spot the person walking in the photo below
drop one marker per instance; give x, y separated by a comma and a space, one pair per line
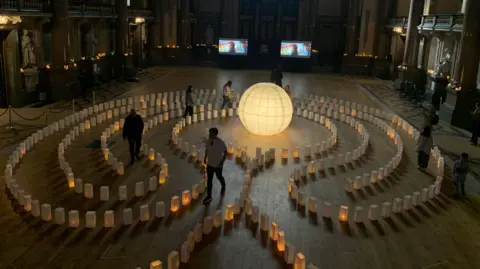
460, 171
276, 76
132, 131
475, 125
215, 155
188, 102
424, 146
227, 94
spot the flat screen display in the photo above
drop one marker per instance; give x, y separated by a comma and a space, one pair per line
296, 49
233, 46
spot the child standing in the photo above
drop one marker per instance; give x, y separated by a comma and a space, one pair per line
460, 171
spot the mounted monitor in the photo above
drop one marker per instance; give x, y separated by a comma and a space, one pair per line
228, 46
296, 49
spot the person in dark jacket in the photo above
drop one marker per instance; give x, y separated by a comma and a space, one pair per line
132, 131
276, 76
439, 95
188, 103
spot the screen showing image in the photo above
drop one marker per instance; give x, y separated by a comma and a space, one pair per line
233, 46
296, 49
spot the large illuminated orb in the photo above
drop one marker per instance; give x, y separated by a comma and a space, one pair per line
265, 109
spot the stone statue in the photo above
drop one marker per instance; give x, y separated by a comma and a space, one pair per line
90, 43
28, 50
209, 35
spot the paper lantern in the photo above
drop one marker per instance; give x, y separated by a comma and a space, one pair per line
28, 203
343, 213
104, 193
71, 180
397, 205
312, 205
88, 190
151, 155
175, 204
207, 224
300, 261
139, 189
159, 209
108, 219
186, 197
173, 260
358, 214
229, 212
152, 183
73, 218
198, 232
217, 219
127, 216
35, 208
122, 193
289, 254
274, 229
281, 241
386, 209
265, 109
120, 169
90, 219
161, 177
373, 212
296, 153
144, 213
185, 252
407, 202
156, 265
59, 215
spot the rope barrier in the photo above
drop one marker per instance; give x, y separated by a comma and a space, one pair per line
29, 119
4, 112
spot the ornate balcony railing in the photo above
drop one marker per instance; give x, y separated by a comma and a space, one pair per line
79, 8
398, 22
140, 12
442, 22
25, 5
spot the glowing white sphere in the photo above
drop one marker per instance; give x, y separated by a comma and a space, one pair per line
265, 109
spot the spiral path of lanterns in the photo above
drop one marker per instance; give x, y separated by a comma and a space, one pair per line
163, 108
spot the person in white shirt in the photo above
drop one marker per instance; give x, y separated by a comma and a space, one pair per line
227, 94
215, 155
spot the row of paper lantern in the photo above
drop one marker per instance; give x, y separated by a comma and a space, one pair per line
273, 230
374, 211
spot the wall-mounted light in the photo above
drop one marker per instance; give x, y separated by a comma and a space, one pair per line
10, 19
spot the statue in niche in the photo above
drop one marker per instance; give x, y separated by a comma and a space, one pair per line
28, 50
90, 43
209, 36
443, 68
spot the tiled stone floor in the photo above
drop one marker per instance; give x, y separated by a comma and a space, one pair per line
440, 234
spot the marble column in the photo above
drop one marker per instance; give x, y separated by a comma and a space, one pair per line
224, 21
60, 25
278, 22
257, 20
121, 30
57, 77
351, 42
185, 23
467, 66
312, 19
411, 42
155, 30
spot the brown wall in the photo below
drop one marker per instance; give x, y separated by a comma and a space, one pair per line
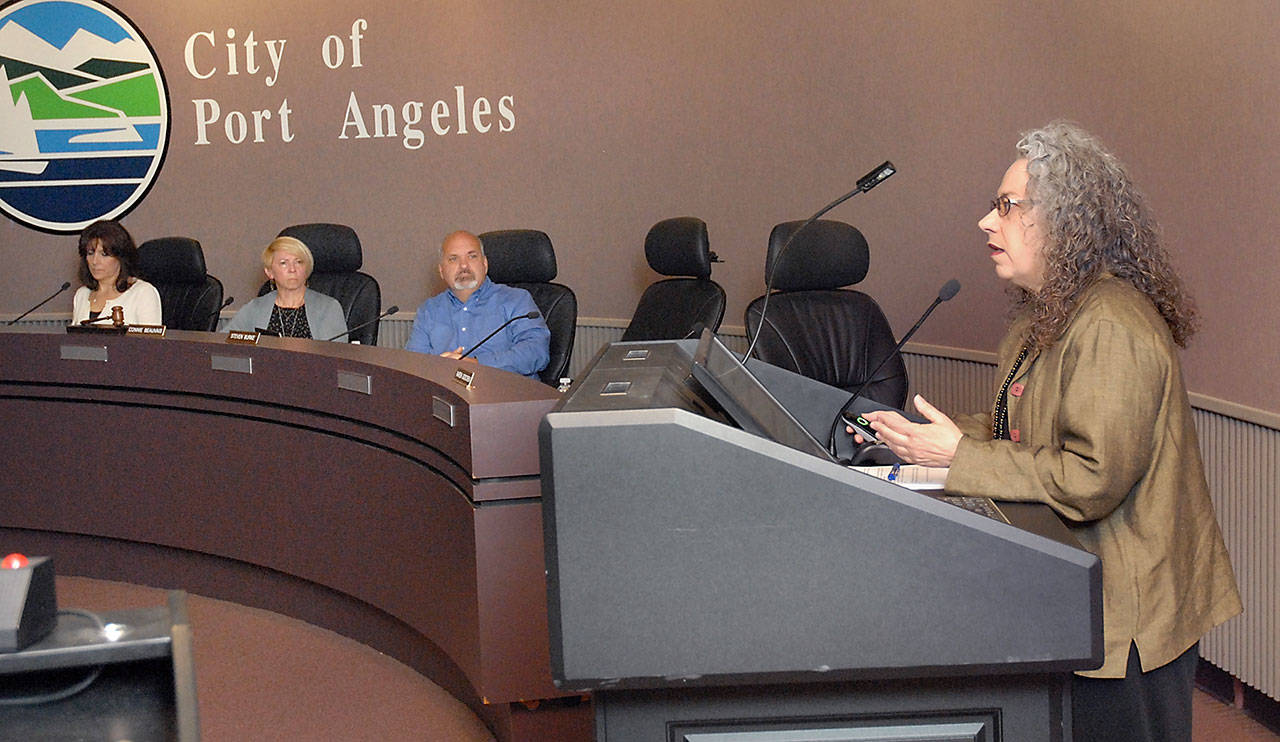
744, 113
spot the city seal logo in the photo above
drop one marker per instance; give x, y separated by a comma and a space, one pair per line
85, 127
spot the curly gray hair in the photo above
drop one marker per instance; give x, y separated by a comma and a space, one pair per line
1095, 221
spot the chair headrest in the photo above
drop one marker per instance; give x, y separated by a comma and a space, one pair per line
827, 255
336, 247
679, 247
172, 260
519, 256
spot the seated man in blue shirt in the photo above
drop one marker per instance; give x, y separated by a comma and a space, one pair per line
455, 320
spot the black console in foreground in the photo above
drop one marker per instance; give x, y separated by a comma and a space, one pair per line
705, 581
115, 676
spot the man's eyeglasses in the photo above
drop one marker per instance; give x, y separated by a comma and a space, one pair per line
1002, 204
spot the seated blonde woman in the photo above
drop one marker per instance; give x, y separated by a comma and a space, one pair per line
292, 310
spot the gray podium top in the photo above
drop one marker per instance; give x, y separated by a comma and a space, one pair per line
682, 550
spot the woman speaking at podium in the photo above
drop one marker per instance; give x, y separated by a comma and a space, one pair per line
291, 308
1091, 417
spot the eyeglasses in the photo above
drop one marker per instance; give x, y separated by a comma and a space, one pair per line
1002, 204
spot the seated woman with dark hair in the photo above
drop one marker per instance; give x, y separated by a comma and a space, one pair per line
108, 262
292, 310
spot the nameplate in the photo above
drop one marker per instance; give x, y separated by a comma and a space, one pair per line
242, 338
96, 329
465, 376
154, 330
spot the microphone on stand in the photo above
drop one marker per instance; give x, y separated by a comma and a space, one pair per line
531, 315
65, 285
865, 183
218, 311
391, 310
949, 289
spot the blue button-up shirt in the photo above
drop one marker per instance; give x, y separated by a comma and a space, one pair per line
446, 324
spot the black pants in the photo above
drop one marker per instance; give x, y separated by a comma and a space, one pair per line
1152, 706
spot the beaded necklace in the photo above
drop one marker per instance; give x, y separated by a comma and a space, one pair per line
1000, 415
289, 321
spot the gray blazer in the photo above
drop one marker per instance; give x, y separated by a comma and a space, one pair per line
324, 315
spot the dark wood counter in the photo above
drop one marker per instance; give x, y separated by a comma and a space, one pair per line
360, 489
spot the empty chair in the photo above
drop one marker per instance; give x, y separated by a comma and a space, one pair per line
680, 306
338, 256
525, 259
190, 297
817, 328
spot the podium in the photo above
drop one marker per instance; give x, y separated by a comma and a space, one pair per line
707, 584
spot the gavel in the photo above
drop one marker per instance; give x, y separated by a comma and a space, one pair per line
117, 317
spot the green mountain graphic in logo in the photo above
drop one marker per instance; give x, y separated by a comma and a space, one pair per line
86, 126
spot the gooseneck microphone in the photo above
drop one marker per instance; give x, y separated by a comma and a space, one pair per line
531, 315
14, 321
949, 289
865, 183
218, 311
391, 310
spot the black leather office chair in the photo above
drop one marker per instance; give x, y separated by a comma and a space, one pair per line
677, 307
188, 296
813, 325
525, 259
338, 256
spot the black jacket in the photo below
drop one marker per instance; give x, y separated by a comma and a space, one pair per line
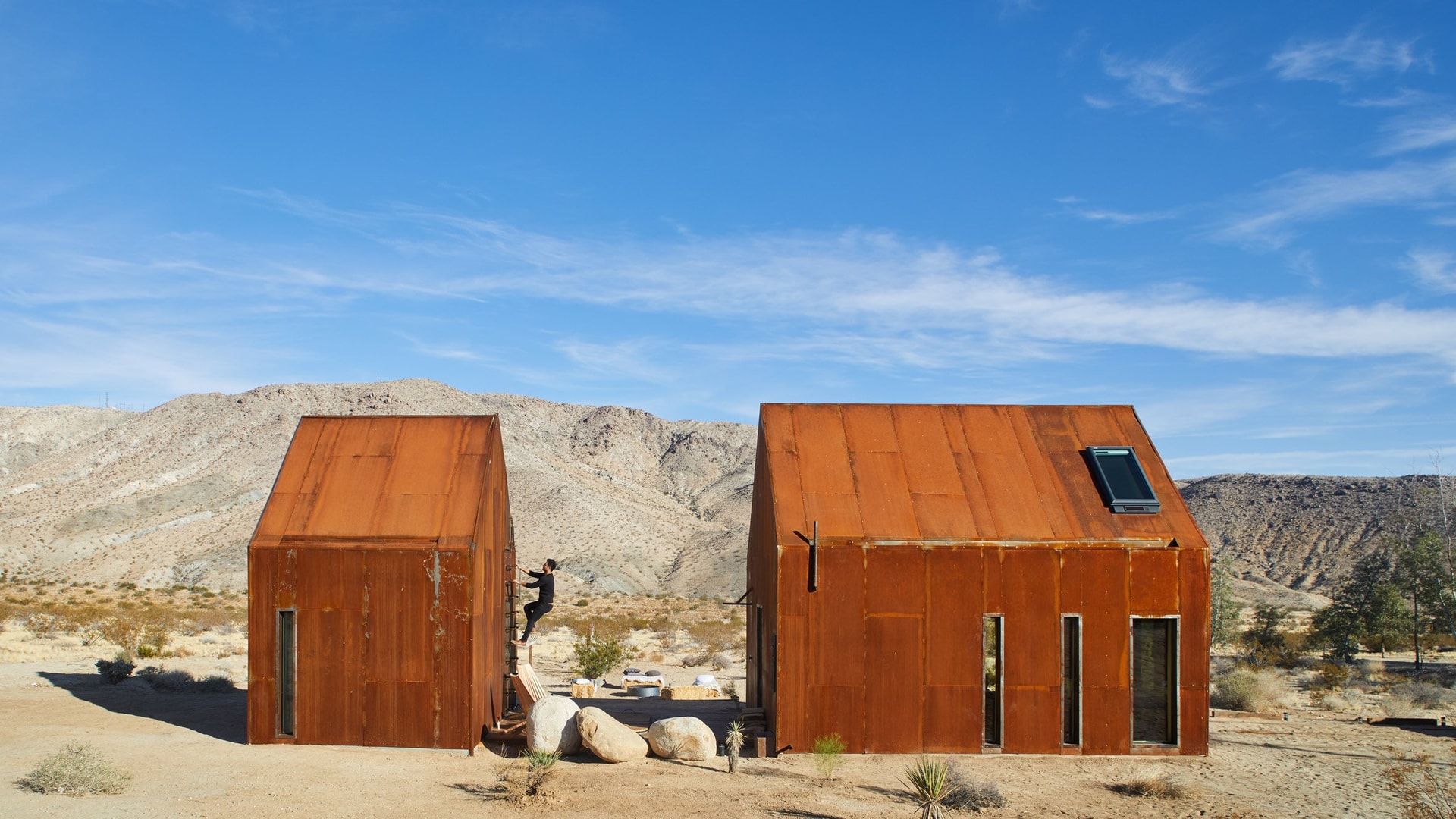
546, 583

________________________________________

▶ EXERCISE GOAL: A word-for-word copy is needed of the lines from the line with "spot the empty chair in the photo above" through the last line of the entries above, with both ends kept and the pictures dropped.

▶ RESPONSE:
spot the empty chair in the photo above
drop one marker per instance; give x, y separated by a comma and a space, one pair per line
680, 306
338, 256
525, 259
190, 297
817, 328
spot the podium in the photo above
drop one marker per instance; give x, y separated by a comma and a space, one pair per line
707, 584
spot the gavel in the photo above
drop one marker per instance; give x, y separated by a comma and a space, one pair per line
117, 317
spot the green mountain graphic in logo in the photo above
drop one marker per instance; give x, y separated by a comma and a space, one pair per line
86, 126
spot the gooseneck microphone in the photo above
drop one marker per instance; give x, y separated by a comma and a space, one pair per line
531, 315
14, 321
949, 289
865, 183
218, 311
391, 310
spot the black leather office chair in the photo above
drop one marker per instance; give x, y separated by a comma and a space, one pair per line
677, 307
188, 296
813, 325
525, 259
338, 256
spot the black jacket in the photo below
drop one marker per instance; give x, y separated by a comma and a space, one pair per line
546, 583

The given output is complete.